▼

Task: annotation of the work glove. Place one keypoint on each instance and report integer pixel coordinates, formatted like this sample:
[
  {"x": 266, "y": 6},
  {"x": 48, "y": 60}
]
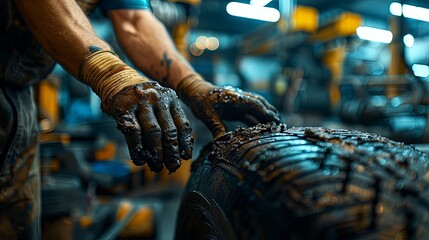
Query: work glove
[
  {"x": 155, "y": 127},
  {"x": 212, "y": 104}
]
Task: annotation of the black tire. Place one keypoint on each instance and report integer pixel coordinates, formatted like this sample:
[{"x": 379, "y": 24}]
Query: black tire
[{"x": 275, "y": 182}]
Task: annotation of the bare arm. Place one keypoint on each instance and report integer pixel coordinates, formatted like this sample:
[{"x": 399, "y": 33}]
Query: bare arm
[
  {"x": 148, "y": 45},
  {"x": 62, "y": 29}
]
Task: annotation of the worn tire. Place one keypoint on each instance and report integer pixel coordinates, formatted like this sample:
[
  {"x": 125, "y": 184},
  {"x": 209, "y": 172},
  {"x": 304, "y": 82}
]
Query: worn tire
[{"x": 275, "y": 182}]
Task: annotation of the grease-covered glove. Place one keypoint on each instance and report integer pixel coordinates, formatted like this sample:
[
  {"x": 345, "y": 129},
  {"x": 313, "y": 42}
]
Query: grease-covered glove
[
  {"x": 149, "y": 115},
  {"x": 212, "y": 104}
]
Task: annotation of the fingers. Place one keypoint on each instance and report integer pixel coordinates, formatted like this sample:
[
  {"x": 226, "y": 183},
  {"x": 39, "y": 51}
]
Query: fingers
[
  {"x": 152, "y": 137},
  {"x": 130, "y": 128},
  {"x": 184, "y": 130},
  {"x": 170, "y": 144},
  {"x": 213, "y": 121}
]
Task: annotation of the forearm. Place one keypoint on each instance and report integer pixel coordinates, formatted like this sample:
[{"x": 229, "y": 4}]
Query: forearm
[
  {"x": 62, "y": 30},
  {"x": 150, "y": 48}
]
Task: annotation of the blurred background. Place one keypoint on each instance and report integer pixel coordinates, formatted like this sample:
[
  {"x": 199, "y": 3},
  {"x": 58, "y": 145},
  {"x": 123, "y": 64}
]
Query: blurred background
[{"x": 355, "y": 64}]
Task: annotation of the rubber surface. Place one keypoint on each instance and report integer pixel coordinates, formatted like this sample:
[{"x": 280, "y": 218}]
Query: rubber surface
[{"x": 276, "y": 182}]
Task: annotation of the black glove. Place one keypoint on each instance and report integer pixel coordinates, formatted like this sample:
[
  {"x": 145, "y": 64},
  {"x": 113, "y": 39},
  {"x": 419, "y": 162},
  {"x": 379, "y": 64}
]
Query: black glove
[
  {"x": 211, "y": 104},
  {"x": 154, "y": 125}
]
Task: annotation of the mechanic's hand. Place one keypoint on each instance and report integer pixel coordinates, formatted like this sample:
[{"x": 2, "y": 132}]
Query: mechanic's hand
[
  {"x": 211, "y": 104},
  {"x": 149, "y": 116},
  {"x": 154, "y": 125}
]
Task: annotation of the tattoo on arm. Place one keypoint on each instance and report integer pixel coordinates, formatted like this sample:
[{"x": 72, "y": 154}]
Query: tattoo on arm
[
  {"x": 167, "y": 62},
  {"x": 94, "y": 49}
]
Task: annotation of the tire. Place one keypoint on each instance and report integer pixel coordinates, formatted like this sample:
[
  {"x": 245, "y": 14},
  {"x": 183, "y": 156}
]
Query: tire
[{"x": 275, "y": 182}]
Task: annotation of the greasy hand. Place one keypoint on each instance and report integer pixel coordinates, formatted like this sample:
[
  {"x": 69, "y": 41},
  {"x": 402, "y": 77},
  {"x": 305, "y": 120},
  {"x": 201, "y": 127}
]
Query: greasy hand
[
  {"x": 212, "y": 104},
  {"x": 154, "y": 125}
]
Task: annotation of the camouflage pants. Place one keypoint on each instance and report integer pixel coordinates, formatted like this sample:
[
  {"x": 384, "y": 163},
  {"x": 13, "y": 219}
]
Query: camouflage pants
[{"x": 19, "y": 170}]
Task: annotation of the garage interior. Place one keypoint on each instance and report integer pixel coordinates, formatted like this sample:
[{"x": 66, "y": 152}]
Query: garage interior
[{"x": 357, "y": 65}]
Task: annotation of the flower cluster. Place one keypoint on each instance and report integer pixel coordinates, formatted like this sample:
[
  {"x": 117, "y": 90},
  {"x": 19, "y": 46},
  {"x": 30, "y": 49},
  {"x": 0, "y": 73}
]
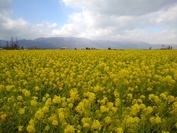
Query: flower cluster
[{"x": 88, "y": 91}]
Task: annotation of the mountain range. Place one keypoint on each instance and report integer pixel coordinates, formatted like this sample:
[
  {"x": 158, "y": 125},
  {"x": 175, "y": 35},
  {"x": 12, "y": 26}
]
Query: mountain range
[{"x": 82, "y": 43}]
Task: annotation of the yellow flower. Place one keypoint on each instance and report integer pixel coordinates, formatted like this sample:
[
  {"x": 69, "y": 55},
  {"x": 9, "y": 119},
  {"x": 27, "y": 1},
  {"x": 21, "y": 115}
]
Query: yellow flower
[
  {"x": 57, "y": 99},
  {"x": 119, "y": 130},
  {"x": 86, "y": 125},
  {"x": 55, "y": 122},
  {"x": 33, "y": 102},
  {"x": 31, "y": 128},
  {"x": 47, "y": 128},
  {"x": 158, "y": 120},
  {"x": 103, "y": 109},
  {"x": 3, "y": 117},
  {"x": 96, "y": 125},
  {"x": 20, "y": 128},
  {"x": 19, "y": 98},
  {"x": 148, "y": 110},
  {"x": 107, "y": 120},
  {"x": 21, "y": 111}
]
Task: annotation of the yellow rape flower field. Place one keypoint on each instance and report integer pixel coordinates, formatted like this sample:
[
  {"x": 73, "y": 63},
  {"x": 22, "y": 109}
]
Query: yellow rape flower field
[{"x": 85, "y": 91}]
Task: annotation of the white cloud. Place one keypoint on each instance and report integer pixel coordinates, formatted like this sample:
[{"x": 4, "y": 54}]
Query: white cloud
[
  {"x": 145, "y": 20},
  {"x": 47, "y": 24}
]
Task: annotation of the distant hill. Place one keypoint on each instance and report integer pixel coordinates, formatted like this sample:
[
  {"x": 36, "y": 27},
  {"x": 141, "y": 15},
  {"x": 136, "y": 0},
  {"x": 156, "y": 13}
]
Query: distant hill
[{"x": 80, "y": 43}]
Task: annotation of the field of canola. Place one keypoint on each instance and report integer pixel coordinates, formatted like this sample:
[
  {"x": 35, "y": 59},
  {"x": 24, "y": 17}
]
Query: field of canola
[{"x": 80, "y": 91}]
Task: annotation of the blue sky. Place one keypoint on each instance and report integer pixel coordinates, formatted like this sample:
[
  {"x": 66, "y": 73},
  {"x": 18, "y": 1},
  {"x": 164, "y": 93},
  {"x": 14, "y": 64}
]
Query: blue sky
[
  {"x": 146, "y": 20},
  {"x": 37, "y": 11}
]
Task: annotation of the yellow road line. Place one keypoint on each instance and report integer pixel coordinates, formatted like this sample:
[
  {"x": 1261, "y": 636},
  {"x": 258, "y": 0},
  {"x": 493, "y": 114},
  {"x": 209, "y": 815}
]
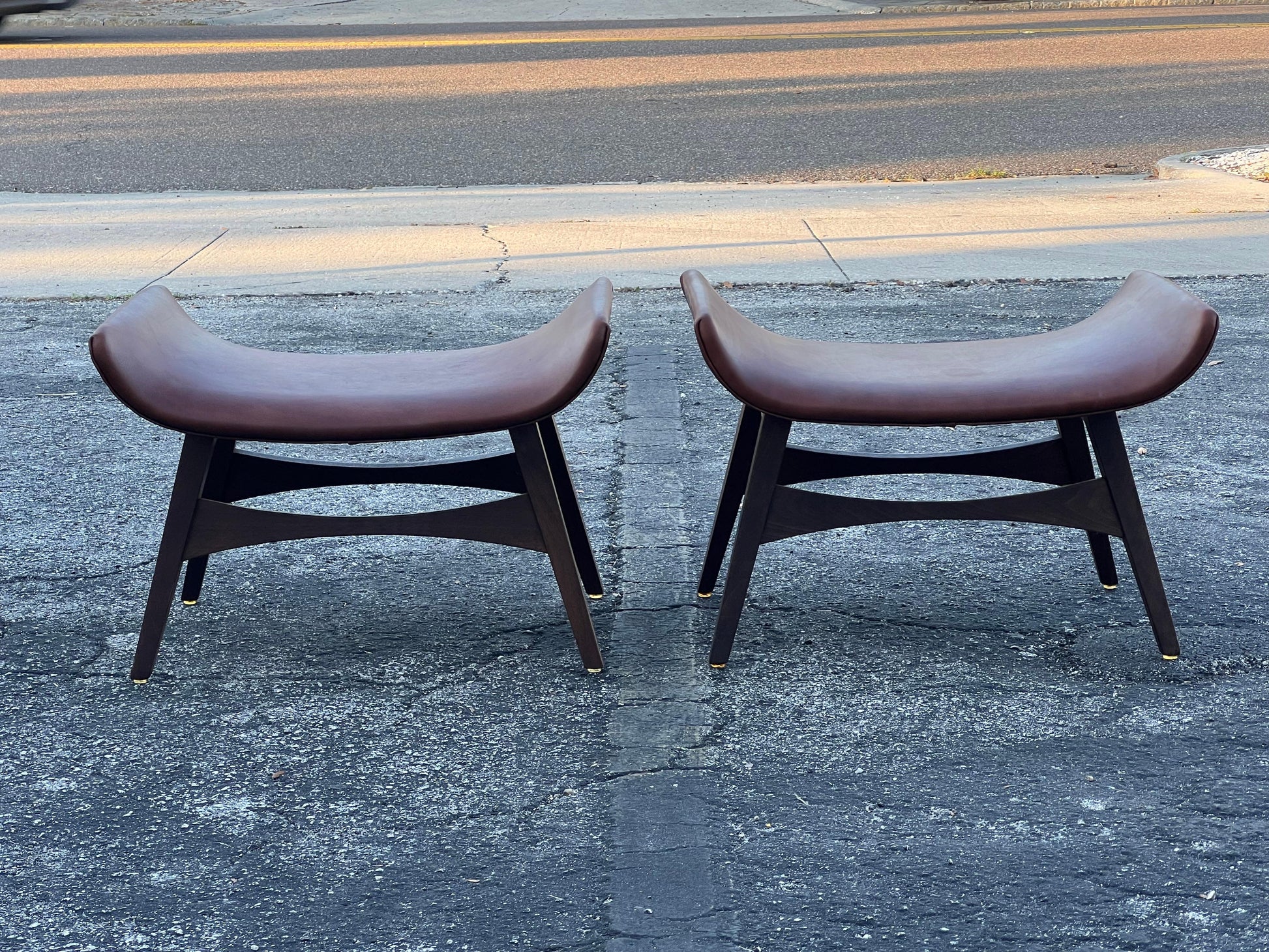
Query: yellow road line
[{"x": 434, "y": 42}]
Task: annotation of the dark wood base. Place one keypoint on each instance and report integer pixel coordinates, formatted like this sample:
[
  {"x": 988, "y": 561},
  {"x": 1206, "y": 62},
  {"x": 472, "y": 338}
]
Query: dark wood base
[
  {"x": 763, "y": 469},
  {"x": 213, "y": 474}
]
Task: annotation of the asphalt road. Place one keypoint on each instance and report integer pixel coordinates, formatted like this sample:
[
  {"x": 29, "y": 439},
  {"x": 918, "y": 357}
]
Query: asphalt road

▲

WHAT TO PRODUCE: Could you turn every line of the rows above into a numbered list, skipping any blank lines and leaving the pictures out?

SOLUTION:
1. Task: annotation of the work glove. Place one keypoint on each instance and report integer pixel coordinates, formatted like this sample:
2. [
3.   {"x": 266, "y": 6},
4.   {"x": 48, "y": 60}
5. ]
6. Query: work glove
7. [
8.   {"x": 155, "y": 127},
9.   {"x": 212, "y": 104}
10. ]
11. Task: annotation of the black tire. Place one keypoint on each instance and report integer pixel coordinates, formatted like this sample:
12. [{"x": 379, "y": 24}]
13. Query: black tire
14. [{"x": 275, "y": 182}]
15. Task: annotation of the bare arm. Place one keypoint on each instance and report integer pixel coordinates, formatted like this sample:
16. [{"x": 399, "y": 33}]
17. Query: bare arm
18. [
19.   {"x": 148, "y": 45},
20.   {"x": 62, "y": 29}
21. ]
22. Task: annotation of the worn tire. Place one keypoint on each instance and report integer pixel coordinates, formatted like this sample:
23. [
24.   {"x": 125, "y": 184},
25.   {"x": 209, "y": 172},
26.   {"x": 304, "y": 82}
27. ]
28. Query: worn tire
29. [{"x": 275, "y": 182}]
30. Task: annotation of the grease-covered glove. Place one keypoint on each instance and report integer pixel coordinates, formatted like this sample:
31. [
32.   {"x": 345, "y": 129},
33.   {"x": 313, "y": 42}
34. ]
35. Query: grease-covered glove
36. [
37.   {"x": 149, "y": 115},
38.   {"x": 212, "y": 104}
39. ]
40. Task: annotation of the fingers. Place one keypoint on each instance and report integer pixel coordinates, formatted like this sample:
41. [
42.   {"x": 226, "y": 183},
43.   {"x": 39, "y": 51}
44. ]
45. Query: fingers
46. [
47.   {"x": 152, "y": 137},
48.   {"x": 130, "y": 128},
49.   {"x": 184, "y": 130},
50.   {"x": 170, "y": 144},
51.   {"x": 213, "y": 121}
52. ]
53. Task: annotation of the forearm. Place one keypoint on each instance and report integer pixel coordinates, formatted like this sample:
54. [{"x": 229, "y": 4}]
55. Query: forearm
56. [
57.   {"x": 62, "y": 30},
58.   {"x": 150, "y": 48}
59. ]
60. Task: annotation of the blurred background. Place one keypoint on each instance and report integer pixel coordinates, formatted like this sample:
61. [
62.   {"x": 199, "y": 3},
63.   {"x": 58, "y": 145},
64.   {"x": 123, "y": 64}
65. ]
66. Query: blurred background
67. [{"x": 355, "y": 64}]
68. Task: annotation of the rubber surface. Place one keypoint on each instance and report integer pixel coordinates, formatted like this sample:
69. [{"x": 280, "y": 218}]
70. Query: rubber surface
71. [{"x": 276, "y": 182}]
72. Task: annotation of the black glove. Place one keypoint on each instance and report integer pixel coordinates, formatted like this sample:
73. [
74.   {"x": 145, "y": 64},
75.   {"x": 113, "y": 39},
76.   {"x": 419, "y": 162},
77.   {"x": 379, "y": 64}
78. ]
79. Query: black glove
80. [
81.   {"x": 211, "y": 104},
82.   {"x": 154, "y": 125}
83. ]
84. Task: annotation of the mechanic's hand. Place one keypoint on each instance and report integer pixel coordinates, formatted like this sample:
85. [{"x": 2, "y": 132}]
86. Query: mechanic's hand
87. [
88.   {"x": 211, "y": 104},
89.   {"x": 149, "y": 116},
90.   {"x": 154, "y": 125}
91. ]
92. Task: annotation of the tattoo on arm. Place one keypoint on each instance and report integer pixel coordinates, formatted like this sample:
93. [{"x": 72, "y": 154}]
94. Query: tattoo on arm
95. [
96.   {"x": 167, "y": 62},
97.   {"x": 94, "y": 49}
98. ]
99. Task: annotation of the tire. Place one keypoint on each instance and report integer pixel coordinates, formatted like this sample:
100. [
101.   {"x": 245, "y": 14},
102.   {"x": 183, "y": 156}
103. ]
104. Query: tire
105. [{"x": 275, "y": 182}]
106. Task: annotation of the greasy hand. Place one keypoint on each instance and report integer pixel coordinates, formatted like this sample:
107. [
108.   {"x": 69, "y": 41},
109.   {"x": 402, "y": 77},
110.   {"x": 305, "y": 120},
111.   {"x": 201, "y": 127}
112. ]
113. Query: greasy hand
114. [
115.   {"x": 212, "y": 104},
116.   {"x": 154, "y": 125}
117. ]
118. Task: annotation of the camouflage pants. Place one keypoint on each instance and report integer pixel coordinates, formatted like this sample:
119. [
120.   {"x": 384, "y": 163},
121.   {"x": 13, "y": 219}
122. ]
123. Query: camouflage pants
124. [{"x": 19, "y": 170}]
125. Task: annotation of the garage interior. Place one keypoint on each instance and report integer pixel coordinates, formatted like this sample:
126. [{"x": 66, "y": 152}]
127. Query: garage interior
128. [{"x": 357, "y": 65}]
129. Task: annotation of the flower cluster. Place one keypoint on each instance and report integer pixel coordinates, formatted like this sample:
130. [
131.   {"x": 117, "y": 90},
132.   {"x": 19, "y": 46},
133.   {"x": 30, "y": 49},
134.   {"x": 0, "y": 73}
135. ]
136. Query: flower cluster
137. [{"x": 88, "y": 91}]
138. Task: annotation of the mountain range. Place one keypoint on each instance and report integer pixel coordinates, formatted like this sample:
139. [
140.   {"x": 158, "y": 125},
141.   {"x": 175, "y": 35},
142.   {"x": 12, "y": 26}
143. ]
144. Query: mountain range
145. [{"x": 82, "y": 43}]
146. Task: annotation of the yellow flower. Place one keypoint on each instance and report integer pixel coordinates, formatted like this sample:
147. [
148.   {"x": 69, "y": 55},
149.   {"x": 9, "y": 119},
150.   {"x": 27, "y": 1},
151.   {"x": 21, "y": 115}
152. ]
153. Query: yellow flower
154. [
155.   {"x": 57, "y": 99},
156.   {"x": 119, "y": 130},
157.   {"x": 86, "y": 125},
158.   {"x": 55, "y": 122},
159.   {"x": 33, "y": 102},
160.   {"x": 31, "y": 128},
161.   {"x": 47, "y": 128},
162.   {"x": 158, "y": 120},
163.   {"x": 103, "y": 109},
164.   {"x": 3, "y": 117},
165.   {"x": 96, "y": 125},
166.   {"x": 20, "y": 128},
167.   {"x": 19, "y": 98},
168.   {"x": 148, "y": 110},
169.   {"x": 107, "y": 120},
170.   {"x": 21, "y": 111}
171. ]
172. Task: annotation of the yellow rape flower field. Place one keypoint on each instance and report integer pixel coordinates, formatted like this sample:
173. [
174.   {"x": 73, "y": 63},
175.   {"x": 22, "y": 109}
176. ]
177. Query: yellow rape flower field
178. [{"x": 85, "y": 91}]
179. Task: annotation of the white cloud. Place one keypoint on each instance and report integer pixel coordinates, formatted like this sample:
180. [{"x": 4, "y": 54}]
181. Query: white cloud
182. [
183.   {"x": 145, "y": 20},
184.   {"x": 47, "y": 24}
185. ]
186. Task: annotation of the distant hill. Place one keypoint on each instance and report integer pixel coordinates, formatted like this sample:
187. [
188.   {"x": 36, "y": 27},
189.   {"x": 141, "y": 15},
190.   {"x": 136, "y": 0},
191.   {"x": 156, "y": 13}
192. ]
193. Query: distant hill
194. [{"x": 80, "y": 43}]
195. Task: annotation of the field of canola. Place one keypoint on each instance and report integer pixel coordinates, formatted like this sample:
196. [
197.   {"x": 35, "y": 59},
198.   {"x": 24, "y": 17}
199. ]
200. Query: field of canola
201. [{"x": 80, "y": 91}]
202. Task: annotation of the blue sky. Place one keypoint on each instance and report integer pixel coordinates, formatted like this sample:
203. [
204.   {"x": 66, "y": 73},
205.   {"x": 18, "y": 1},
206.   {"x": 164, "y": 93},
207.   {"x": 14, "y": 64}
208. ]
209. Query: blue sky
210. [
211.   {"x": 146, "y": 20},
212.   {"x": 37, "y": 11}
213. ]
214. Task: annotation of the yellow road line. Place one keypoint on each instance and report integer pixel coordinates, formatted like this sample:
215. [
216.   {"x": 1261, "y": 636},
217.   {"x": 258, "y": 0},
218.   {"x": 493, "y": 114},
219.   {"x": 209, "y": 815}
220. ]
221. Query: yellow road line
222. [{"x": 434, "y": 42}]
223. Task: annotation of the dark wood base. Place one keypoint on each instance and report integer pixel coordinates, formatted like this sample:
224. [
225.   {"x": 988, "y": 561},
226.   {"x": 1206, "y": 62},
227.   {"x": 472, "y": 338}
228. ]
229. Query: dark wood base
230. [
231.   {"x": 763, "y": 469},
232.   {"x": 213, "y": 474}
233. ]
234. Task: annotation of the asphalt road. Place one keypoint on each instance and report integer pixel coordinates, formatted like this sample:
235. [
236.   {"x": 29, "y": 439},
237.   {"x": 918, "y": 357}
238. ]
239. Query: asphalt road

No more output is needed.